**TASK TO COMPLETE:** Please reproduce exactly the line that carries "Target: gray curtain" and all remaining lines through the last line of the data, and write nothing else.

**INFORMATION PROVIDED:**
+++

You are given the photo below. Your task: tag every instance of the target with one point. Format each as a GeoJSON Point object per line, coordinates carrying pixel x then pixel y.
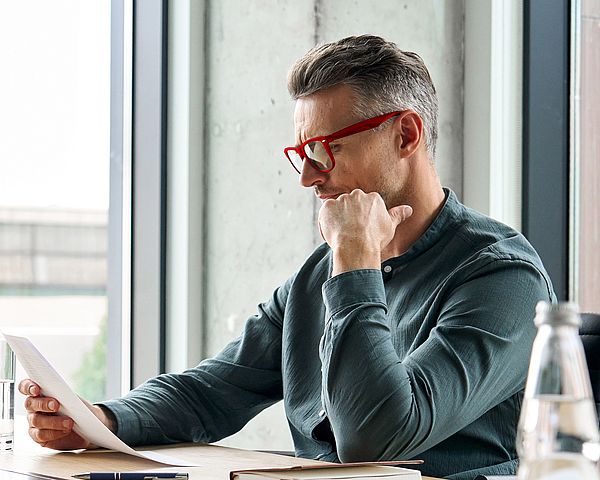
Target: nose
{"type": "Point", "coordinates": [309, 176]}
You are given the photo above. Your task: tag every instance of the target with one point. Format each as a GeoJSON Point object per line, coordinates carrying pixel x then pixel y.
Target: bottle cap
{"type": "Point", "coordinates": [562, 313]}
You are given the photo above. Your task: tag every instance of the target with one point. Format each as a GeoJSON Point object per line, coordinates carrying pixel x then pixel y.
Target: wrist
{"type": "Point", "coordinates": [358, 258]}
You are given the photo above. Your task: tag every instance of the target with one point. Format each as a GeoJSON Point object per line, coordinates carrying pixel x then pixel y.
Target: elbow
{"type": "Point", "coordinates": [358, 448]}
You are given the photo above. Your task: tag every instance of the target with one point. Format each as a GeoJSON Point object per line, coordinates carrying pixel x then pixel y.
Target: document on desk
{"type": "Point", "coordinates": [86, 423]}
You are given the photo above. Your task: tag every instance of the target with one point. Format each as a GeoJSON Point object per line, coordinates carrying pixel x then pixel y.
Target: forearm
{"type": "Point", "coordinates": [367, 391]}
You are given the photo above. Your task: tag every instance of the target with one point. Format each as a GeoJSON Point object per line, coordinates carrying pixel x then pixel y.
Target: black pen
{"type": "Point", "coordinates": [128, 475]}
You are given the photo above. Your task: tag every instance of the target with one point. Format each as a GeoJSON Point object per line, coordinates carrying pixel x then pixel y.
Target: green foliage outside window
{"type": "Point", "coordinates": [90, 378]}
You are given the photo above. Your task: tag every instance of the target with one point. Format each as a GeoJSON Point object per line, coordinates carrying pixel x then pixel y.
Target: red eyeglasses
{"type": "Point", "coordinates": [317, 150]}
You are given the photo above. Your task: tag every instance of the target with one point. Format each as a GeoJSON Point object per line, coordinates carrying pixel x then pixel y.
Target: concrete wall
{"type": "Point", "coordinates": [260, 224]}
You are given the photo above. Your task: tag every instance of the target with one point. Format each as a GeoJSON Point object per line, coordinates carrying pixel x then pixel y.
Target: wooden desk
{"type": "Point", "coordinates": [216, 462]}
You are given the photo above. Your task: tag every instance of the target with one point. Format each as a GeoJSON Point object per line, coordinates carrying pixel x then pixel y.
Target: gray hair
{"type": "Point", "coordinates": [382, 77]}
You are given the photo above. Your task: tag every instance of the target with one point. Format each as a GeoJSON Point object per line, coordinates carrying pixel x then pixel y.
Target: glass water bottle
{"type": "Point", "coordinates": [558, 429]}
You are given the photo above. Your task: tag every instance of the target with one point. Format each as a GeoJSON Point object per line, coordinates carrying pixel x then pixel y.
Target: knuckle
{"type": "Point", "coordinates": [28, 404]}
{"type": "Point", "coordinates": [35, 434]}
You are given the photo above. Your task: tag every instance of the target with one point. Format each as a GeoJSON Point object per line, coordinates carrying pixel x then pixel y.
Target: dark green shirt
{"type": "Point", "coordinates": [425, 358]}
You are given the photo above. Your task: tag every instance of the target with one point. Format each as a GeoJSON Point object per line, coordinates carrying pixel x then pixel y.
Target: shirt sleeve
{"type": "Point", "coordinates": [384, 407]}
{"type": "Point", "coordinates": [214, 399]}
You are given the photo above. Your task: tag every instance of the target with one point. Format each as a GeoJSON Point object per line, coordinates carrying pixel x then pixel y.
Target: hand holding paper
{"type": "Point", "coordinates": [87, 425]}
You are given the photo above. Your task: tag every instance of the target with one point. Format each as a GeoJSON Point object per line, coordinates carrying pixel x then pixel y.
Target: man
{"type": "Point", "coordinates": [407, 334]}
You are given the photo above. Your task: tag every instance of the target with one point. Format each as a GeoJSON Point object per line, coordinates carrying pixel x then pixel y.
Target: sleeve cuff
{"type": "Point", "coordinates": [349, 288]}
{"type": "Point", "coordinates": [129, 429]}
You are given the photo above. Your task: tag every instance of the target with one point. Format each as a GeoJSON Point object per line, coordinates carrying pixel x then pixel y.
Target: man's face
{"type": "Point", "coordinates": [368, 161]}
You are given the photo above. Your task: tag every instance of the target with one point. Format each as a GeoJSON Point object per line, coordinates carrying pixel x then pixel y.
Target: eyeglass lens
{"type": "Point", "coordinates": [317, 154]}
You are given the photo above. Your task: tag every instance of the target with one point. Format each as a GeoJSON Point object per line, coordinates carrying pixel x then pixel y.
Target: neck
{"type": "Point", "coordinates": [427, 201]}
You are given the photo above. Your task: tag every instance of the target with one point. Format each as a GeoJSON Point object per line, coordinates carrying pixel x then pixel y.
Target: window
{"type": "Point", "coordinates": [585, 214]}
{"type": "Point", "coordinates": [561, 208]}
{"type": "Point", "coordinates": [54, 191]}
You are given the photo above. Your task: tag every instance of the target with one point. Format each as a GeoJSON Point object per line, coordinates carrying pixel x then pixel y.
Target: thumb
{"type": "Point", "coordinates": [400, 213]}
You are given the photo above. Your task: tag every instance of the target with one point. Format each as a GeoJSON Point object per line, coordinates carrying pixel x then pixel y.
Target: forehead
{"type": "Point", "coordinates": [323, 112]}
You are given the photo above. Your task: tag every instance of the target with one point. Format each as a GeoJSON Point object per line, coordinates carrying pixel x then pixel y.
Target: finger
{"type": "Point", "coordinates": [29, 387]}
{"type": "Point", "coordinates": [50, 422]}
{"type": "Point", "coordinates": [43, 436]}
{"type": "Point", "coordinates": [400, 213]}
{"type": "Point", "coordinates": [41, 404]}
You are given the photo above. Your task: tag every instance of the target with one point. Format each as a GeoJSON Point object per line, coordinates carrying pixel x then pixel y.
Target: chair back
{"type": "Point", "coordinates": [590, 337]}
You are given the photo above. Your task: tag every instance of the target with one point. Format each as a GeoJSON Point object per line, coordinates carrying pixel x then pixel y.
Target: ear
{"type": "Point", "coordinates": [409, 127]}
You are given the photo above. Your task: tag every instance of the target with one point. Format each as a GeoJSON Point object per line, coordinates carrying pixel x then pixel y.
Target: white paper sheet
{"type": "Point", "coordinates": [86, 423]}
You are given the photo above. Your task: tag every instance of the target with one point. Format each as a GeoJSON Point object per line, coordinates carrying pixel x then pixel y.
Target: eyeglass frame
{"type": "Point", "coordinates": [353, 129]}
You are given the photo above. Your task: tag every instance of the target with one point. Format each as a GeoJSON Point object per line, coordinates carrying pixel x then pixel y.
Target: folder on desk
{"type": "Point", "coordinates": [360, 470]}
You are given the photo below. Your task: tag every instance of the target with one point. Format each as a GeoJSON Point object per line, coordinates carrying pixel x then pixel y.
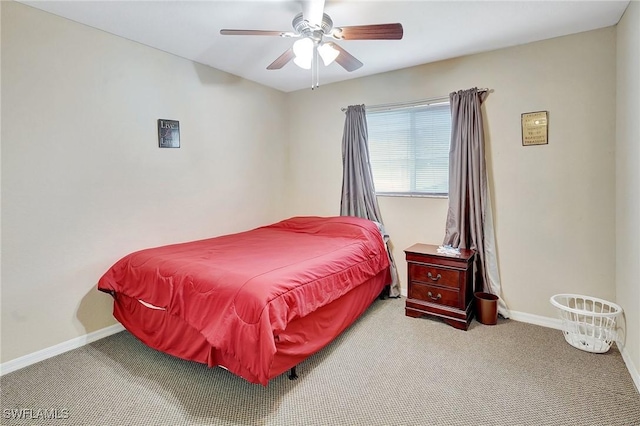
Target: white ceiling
{"type": "Point", "coordinates": [433, 30]}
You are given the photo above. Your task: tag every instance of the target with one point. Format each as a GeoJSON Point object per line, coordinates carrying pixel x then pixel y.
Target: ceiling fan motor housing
{"type": "Point", "coordinates": [304, 28]}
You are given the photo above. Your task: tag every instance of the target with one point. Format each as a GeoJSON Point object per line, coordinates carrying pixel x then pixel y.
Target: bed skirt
{"type": "Point", "coordinates": [302, 338]}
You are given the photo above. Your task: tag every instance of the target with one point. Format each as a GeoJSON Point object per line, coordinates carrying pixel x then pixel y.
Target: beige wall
{"type": "Point", "coordinates": [628, 180]}
{"type": "Point", "coordinates": [554, 205]}
{"type": "Point", "coordinates": [83, 179]}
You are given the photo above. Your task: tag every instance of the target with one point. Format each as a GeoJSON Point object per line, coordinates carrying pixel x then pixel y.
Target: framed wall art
{"type": "Point", "coordinates": [168, 133]}
{"type": "Point", "coordinates": [535, 130]}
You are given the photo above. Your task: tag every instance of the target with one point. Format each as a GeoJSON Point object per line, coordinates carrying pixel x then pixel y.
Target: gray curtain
{"type": "Point", "coordinates": [470, 218]}
{"type": "Point", "coordinates": [358, 192]}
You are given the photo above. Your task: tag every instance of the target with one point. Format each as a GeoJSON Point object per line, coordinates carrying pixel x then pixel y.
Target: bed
{"type": "Point", "coordinates": [257, 302]}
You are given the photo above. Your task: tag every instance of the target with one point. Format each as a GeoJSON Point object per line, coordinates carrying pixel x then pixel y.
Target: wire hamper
{"type": "Point", "coordinates": [588, 323]}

+++

**EXERCISE RESPONSE:**
Target: gray curtain
{"type": "Point", "coordinates": [470, 218]}
{"type": "Point", "coordinates": [358, 192]}
You are given the photo above. Your task: tag every instance of the target with one point. Format each as a GeoJSON Point object per line, coordinates carrying pixel x then pixel y.
Target: bed
{"type": "Point", "coordinates": [257, 302]}
You are given the photo above. Your task: tag every instance of the target with one point. Format each as a GeoJSON Point object per line, coordinates carrying pixel x then pixel y.
Target: wire hamper
{"type": "Point", "coordinates": [588, 323]}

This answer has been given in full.